▸ **Position identification records**
● ● ● ● ●

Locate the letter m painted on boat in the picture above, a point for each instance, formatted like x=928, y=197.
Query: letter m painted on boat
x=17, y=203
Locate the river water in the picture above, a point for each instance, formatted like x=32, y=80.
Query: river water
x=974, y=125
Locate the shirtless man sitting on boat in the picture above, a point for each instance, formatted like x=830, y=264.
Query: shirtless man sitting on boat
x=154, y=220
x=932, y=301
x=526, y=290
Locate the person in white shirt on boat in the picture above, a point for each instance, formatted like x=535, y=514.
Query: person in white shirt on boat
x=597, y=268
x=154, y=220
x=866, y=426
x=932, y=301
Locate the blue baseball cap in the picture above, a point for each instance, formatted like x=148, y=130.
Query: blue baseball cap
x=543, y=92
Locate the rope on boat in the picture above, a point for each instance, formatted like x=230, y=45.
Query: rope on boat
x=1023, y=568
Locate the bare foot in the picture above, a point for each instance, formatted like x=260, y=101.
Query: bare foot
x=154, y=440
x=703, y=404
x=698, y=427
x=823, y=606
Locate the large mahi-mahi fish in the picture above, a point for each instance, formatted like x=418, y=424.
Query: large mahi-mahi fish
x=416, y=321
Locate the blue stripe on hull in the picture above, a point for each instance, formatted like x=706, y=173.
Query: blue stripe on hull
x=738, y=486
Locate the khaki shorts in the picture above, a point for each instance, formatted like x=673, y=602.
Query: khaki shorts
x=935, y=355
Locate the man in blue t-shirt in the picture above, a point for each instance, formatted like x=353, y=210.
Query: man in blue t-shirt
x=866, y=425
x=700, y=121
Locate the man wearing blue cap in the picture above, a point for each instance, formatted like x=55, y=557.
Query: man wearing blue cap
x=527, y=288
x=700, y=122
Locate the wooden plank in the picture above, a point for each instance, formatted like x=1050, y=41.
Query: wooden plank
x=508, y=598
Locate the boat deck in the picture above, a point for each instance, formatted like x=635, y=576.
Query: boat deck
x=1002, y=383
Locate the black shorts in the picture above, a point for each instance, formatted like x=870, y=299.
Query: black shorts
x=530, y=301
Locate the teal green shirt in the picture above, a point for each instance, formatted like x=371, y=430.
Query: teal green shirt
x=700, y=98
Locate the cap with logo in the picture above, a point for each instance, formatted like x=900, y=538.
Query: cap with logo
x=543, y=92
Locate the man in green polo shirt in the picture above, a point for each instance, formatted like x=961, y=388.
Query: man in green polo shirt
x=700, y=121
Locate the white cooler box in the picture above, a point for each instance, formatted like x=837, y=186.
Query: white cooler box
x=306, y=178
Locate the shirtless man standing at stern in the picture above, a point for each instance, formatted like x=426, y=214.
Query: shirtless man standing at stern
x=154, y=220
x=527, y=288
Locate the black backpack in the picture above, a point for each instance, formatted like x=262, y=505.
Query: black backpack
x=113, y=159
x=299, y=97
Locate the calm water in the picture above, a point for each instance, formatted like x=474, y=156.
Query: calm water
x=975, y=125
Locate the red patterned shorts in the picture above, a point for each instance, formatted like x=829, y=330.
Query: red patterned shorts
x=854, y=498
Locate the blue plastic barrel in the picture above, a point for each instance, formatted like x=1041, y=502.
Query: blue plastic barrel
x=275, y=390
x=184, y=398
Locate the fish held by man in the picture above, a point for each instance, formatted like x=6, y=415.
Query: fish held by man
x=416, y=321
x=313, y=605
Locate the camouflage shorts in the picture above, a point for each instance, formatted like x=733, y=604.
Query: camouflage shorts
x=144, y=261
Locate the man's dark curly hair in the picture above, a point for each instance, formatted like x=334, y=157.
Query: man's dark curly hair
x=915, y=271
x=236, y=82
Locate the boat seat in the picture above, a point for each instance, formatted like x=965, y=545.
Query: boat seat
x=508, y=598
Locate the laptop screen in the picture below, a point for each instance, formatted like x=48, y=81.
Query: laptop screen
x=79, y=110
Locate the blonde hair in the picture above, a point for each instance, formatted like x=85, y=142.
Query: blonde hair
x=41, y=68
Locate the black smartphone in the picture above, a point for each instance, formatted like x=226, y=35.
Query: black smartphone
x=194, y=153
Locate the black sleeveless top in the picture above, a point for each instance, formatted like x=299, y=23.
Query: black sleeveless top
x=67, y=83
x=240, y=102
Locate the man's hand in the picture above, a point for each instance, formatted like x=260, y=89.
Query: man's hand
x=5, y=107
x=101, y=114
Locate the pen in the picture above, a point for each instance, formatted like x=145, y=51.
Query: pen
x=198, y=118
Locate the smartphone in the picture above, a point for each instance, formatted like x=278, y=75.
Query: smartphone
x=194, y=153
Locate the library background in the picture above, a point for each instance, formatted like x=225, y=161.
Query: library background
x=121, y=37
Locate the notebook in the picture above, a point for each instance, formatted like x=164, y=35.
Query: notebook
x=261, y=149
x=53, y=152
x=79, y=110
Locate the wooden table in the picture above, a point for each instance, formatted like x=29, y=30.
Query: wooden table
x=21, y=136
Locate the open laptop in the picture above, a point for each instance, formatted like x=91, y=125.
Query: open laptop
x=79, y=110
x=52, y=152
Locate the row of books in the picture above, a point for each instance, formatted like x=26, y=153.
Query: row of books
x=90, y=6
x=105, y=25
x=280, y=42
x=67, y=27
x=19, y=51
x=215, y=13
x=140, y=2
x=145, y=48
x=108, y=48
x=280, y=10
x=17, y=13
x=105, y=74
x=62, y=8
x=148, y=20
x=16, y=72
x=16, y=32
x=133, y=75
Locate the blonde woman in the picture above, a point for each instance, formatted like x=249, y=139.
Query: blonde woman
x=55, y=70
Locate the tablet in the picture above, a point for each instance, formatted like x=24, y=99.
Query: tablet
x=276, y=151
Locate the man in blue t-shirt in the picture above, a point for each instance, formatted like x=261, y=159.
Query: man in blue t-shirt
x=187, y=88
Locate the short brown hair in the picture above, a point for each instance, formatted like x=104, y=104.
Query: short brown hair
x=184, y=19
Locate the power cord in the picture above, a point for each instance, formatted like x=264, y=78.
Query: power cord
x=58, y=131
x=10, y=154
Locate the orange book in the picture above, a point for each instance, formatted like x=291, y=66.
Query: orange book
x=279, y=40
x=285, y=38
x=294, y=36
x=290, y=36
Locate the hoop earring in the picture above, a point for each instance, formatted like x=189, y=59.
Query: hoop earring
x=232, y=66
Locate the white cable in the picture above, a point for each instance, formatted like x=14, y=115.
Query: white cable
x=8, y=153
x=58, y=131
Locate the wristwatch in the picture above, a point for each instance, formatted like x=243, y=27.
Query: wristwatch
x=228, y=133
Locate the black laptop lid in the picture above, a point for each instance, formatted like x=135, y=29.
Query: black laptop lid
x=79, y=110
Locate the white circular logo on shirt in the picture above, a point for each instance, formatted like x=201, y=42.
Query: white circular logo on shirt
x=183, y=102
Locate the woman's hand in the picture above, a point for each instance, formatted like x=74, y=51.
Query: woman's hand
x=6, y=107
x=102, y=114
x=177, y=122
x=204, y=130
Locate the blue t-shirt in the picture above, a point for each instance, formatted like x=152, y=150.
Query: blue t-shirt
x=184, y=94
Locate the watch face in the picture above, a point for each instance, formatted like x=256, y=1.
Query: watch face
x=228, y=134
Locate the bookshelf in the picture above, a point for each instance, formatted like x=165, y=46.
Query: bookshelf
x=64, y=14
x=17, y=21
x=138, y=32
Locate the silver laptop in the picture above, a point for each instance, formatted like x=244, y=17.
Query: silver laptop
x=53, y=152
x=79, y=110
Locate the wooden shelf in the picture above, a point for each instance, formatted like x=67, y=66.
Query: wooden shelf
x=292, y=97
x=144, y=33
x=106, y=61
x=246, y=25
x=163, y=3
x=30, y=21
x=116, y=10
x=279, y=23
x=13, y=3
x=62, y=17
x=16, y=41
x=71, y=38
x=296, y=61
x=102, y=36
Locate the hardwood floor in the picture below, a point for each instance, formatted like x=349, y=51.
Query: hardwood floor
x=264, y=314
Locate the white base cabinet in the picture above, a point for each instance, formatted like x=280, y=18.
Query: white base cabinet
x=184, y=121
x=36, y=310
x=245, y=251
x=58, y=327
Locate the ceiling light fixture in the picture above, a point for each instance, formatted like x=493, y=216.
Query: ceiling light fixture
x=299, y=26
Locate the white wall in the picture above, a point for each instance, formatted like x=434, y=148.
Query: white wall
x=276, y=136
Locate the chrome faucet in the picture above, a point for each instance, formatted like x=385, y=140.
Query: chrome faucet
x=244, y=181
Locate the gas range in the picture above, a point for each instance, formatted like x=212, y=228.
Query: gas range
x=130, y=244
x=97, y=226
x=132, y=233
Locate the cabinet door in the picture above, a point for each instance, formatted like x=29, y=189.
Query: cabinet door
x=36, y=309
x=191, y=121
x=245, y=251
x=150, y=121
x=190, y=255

● ● ● ● ●

Lay out as a numbered list the lines of the material from the one containing "Locate the cabinet" through the end of the material, both included, leaving out any blank lines.

1. Locate the cabinet door in the picture above, a point for each instance, formatted like x=29, y=189.
2. Query: cabinet door
3. x=36, y=309
4. x=191, y=121
5. x=245, y=251
6. x=150, y=121
7. x=190, y=255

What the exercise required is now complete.